Urlaub mit Hindernissen

Die Bucht von San Agustinillo, in der wir Weihnachten verbracht haben ist einer der wunderwunderwunderschönsten Orte auf der Welt, man kann gar nicht genug davon bekommen, einfach nur da zu sitzen und aufs Meer zu gucken...

Aber leider ist es unglaublich mühsam, dort hin zu kommen. Fernab halt und ziemlich unberührt...

 

Wir sind mit dem Auto hin gefahren, weil wir auf dem Rückweg noch an ein paar anderen Orten Halt machen wollten. Die Strecke ist auch nur ca. 600 km von Puebla bis ans Meer, aber wie ich hier schon gelernt habe, muss man von der Wegzeit her das Doppelte rechnen wie bei uns, also legen wir sogar eine Übernachtung ein... 

Nach 300 km hört die Autobahn auf und wir fahren über Land. Das heißt, es gibt zwar eine recht große Straße, die direkt bis an die Küste führt, aber wie überall in Mexiko kann man sich als Europäer kaum vorstellen, in was für einem Zustand diese ist. Da es hier ein halbes Jahr lang täglich einige Stunden sintflutartig regnet und das andere halbe Jahr lang gar nicht regnet und die Sonne unerbittlich auf den Asphalt knallt, bröckelt es an allen Ecken und Enden. Was wiederum bedeutet, dass sich (übrigens auch in Puebla selbst) von heute auf morgen dicke halbmeter große Löcher in der Straße auftun, die man slalommäßig umkurven muss. Dazu kommt, dass jedes kleinste Häusschen (in Dörfern oder größeren Ansiedlungen erst recht) als Verkehrsberuhigung Self-made-Beton-Hügelchen auf die Straße giesst (in Holland heißen die Teile „Drempel“, in England "sleeping policemen", hier „topes“), damit die Autos hier nicht so rasen oder damit man gezwungen ist, am Apfelsinenstand, der am Straßenrand steht, langsamer zu fahren und so die Verkäufer eine Chance haben, ihre Waren anzubieten…

 

Also überquert man auf einer Strecke von 100 km gefühlte 300 „Topes“ und kriecht mit Geschwindigkeiten zwischen 30 km/h und 60 km/h dahin. Wer schneller fährt und einen Topes zu spät erkennt (was bei wechselnden Lichtverhältnissen durchaus passieren kann), riskiert einen Achsenbruch oder was wohl ganz normal ist (und bei uns nicht anders war), dass den Mitfahrern einfach irgendwann durch die plötzlichen Vollbremsungen speiübel wird.
========
_Ziel 1_
Wie lang ist laut Text die Strecke von Puebla bis ans Meer?
_Ziel 2_
Schreiben Sie aus dem Text den Abschnitt ab, der bei den Worten „Die Bucht von“ einsetzt, und hören Sie nach den Worten „eine Übernachtung ein...“ auf.
========
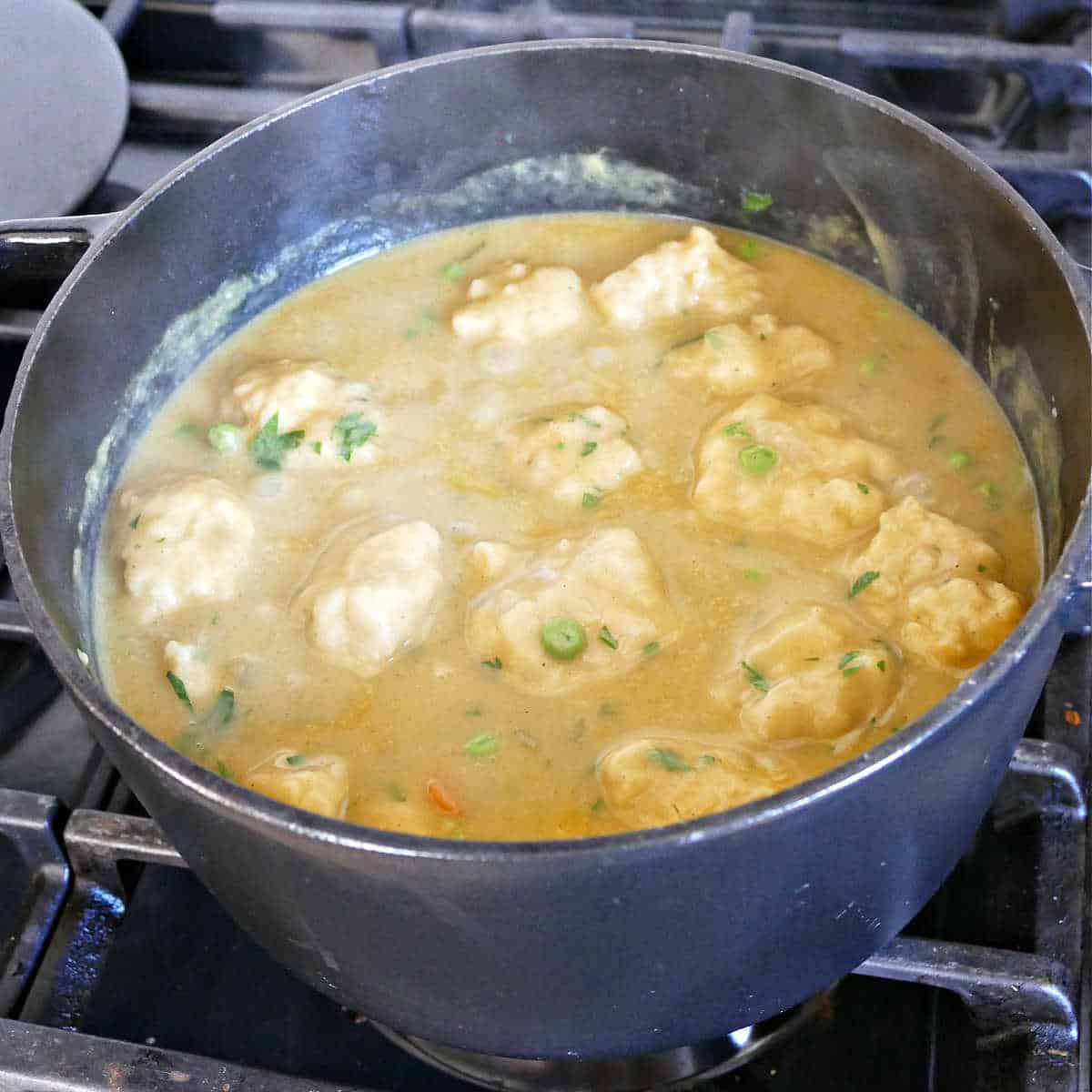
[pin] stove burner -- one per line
(672, 1070)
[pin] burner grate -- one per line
(1022, 1005)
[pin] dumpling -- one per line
(573, 454)
(816, 672)
(516, 304)
(187, 663)
(605, 583)
(312, 782)
(658, 781)
(938, 583)
(774, 467)
(730, 359)
(339, 424)
(958, 622)
(188, 541)
(375, 600)
(678, 277)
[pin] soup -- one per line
(562, 527)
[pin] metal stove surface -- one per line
(118, 971)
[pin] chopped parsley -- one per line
(751, 201)
(480, 746)
(179, 687)
(753, 677)
(268, 447)
(588, 420)
(758, 459)
(862, 582)
(350, 432)
(669, 759)
(227, 440)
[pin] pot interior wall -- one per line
(516, 131)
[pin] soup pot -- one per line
(614, 945)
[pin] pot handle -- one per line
(1077, 607)
(47, 249)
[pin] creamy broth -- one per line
(552, 552)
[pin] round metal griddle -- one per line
(64, 104)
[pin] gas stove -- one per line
(119, 971)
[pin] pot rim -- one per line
(241, 804)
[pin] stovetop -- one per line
(119, 971)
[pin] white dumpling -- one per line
(574, 453)
(341, 424)
(775, 467)
(312, 782)
(938, 584)
(814, 672)
(678, 277)
(605, 579)
(187, 662)
(732, 360)
(187, 541)
(516, 304)
(653, 782)
(376, 600)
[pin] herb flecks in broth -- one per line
(562, 527)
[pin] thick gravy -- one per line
(561, 527)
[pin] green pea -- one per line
(227, 440)
(562, 638)
(758, 459)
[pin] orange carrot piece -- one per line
(440, 797)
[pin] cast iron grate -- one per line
(1020, 1002)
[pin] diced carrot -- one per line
(443, 800)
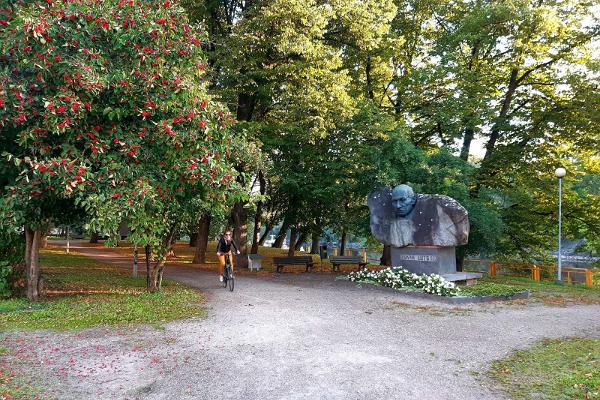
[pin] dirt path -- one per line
(298, 336)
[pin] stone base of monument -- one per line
(432, 260)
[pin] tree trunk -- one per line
(368, 69)
(156, 274)
(148, 251)
(314, 247)
(281, 235)
(466, 148)
(265, 235)
(32, 258)
(460, 257)
(194, 237)
(202, 241)
(258, 215)
(343, 242)
(300, 241)
(95, 237)
(239, 216)
(293, 235)
(498, 126)
(386, 257)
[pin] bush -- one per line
(398, 278)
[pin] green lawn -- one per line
(553, 369)
(550, 292)
(84, 293)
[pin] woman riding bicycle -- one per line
(223, 248)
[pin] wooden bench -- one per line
(280, 262)
(336, 261)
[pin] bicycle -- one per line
(228, 277)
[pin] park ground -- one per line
(295, 336)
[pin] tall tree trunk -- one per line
(239, 215)
(32, 259)
(193, 237)
(300, 241)
(258, 216)
(466, 148)
(368, 69)
(265, 235)
(281, 235)
(156, 273)
(314, 247)
(148, 251)
(293, 235)
(343, 242)
(386, 256)
(501, 120)
(460, 257)
(202, 240)
(95, 237)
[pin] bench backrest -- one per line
(293, 260)
(350, 259)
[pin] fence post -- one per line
(536, 273)
(135, 261)
(493, 269)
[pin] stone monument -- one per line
(423, 230)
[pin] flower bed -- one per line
(399, 278)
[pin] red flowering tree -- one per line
(108, 101)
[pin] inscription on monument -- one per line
(417, 257)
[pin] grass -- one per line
(84, 293)
(550, 292)
(12, 389)
(552, 369)
(490, 289)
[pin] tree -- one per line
(110, 107)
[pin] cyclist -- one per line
(224, 247)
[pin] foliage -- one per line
(552, 369)
(83, 293)
(109, 102)
(399, 278)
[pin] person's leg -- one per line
(231, 261)
(221, 264)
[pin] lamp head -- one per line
(560, 172)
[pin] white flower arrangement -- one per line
(398, 278)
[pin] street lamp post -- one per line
(560, 173)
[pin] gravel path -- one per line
(297, 336)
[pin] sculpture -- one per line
(400, 218)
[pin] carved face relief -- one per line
(403, 200)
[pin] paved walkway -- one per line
(300, 336)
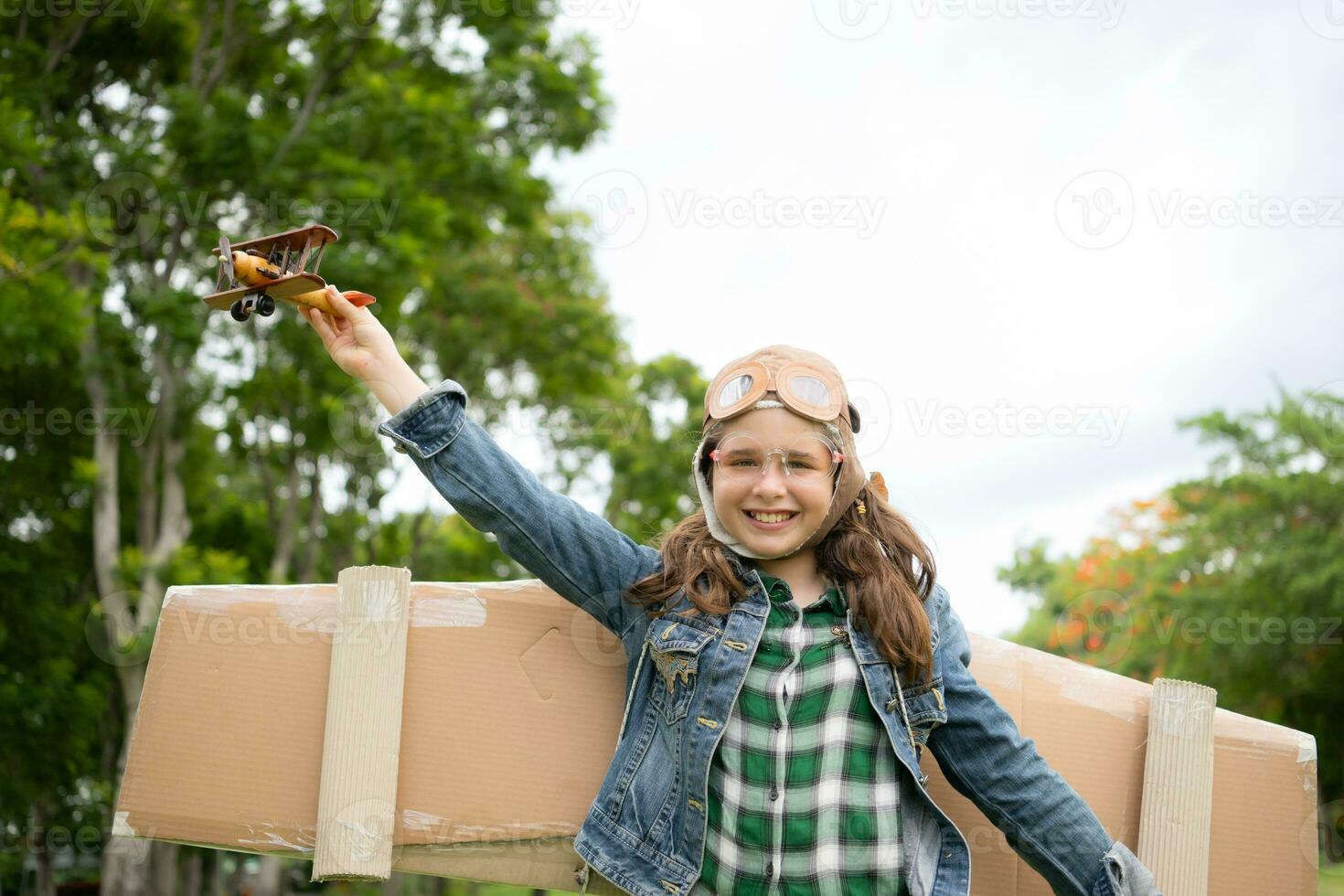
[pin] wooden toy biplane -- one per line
========
_Ergebnis 1_
Ungefähr 600 km.

_Ergebnis 2_
Die Bucht von San Agustinillo, in der wir Weihnachten verbracht haben ist einer der wunderwunderwunderschönsten Orte auf der Welt, man kann gar nicht genug davon bekommen, einfach nur da zu sitzen und aufs Meer zu gucken...

Aber leider ist es unglaublich mühsam, dort hin zu kommen. Fernab halt und ziemlich unberührt...

 

Wir sind mit dem Auto hin gefahren, weil wir auf dem Rückweg noch an ein paar anderen Orten Halt machen wollten. Die Strecke ist auch nur ca. 600 km von Puebla bis ans Meer, aber wie ich hier schon gelernt habe, muss man von der Wegzeit her das Doppelte rechnen wie bei uns, also legen wir sogar eine Übernachtung ein...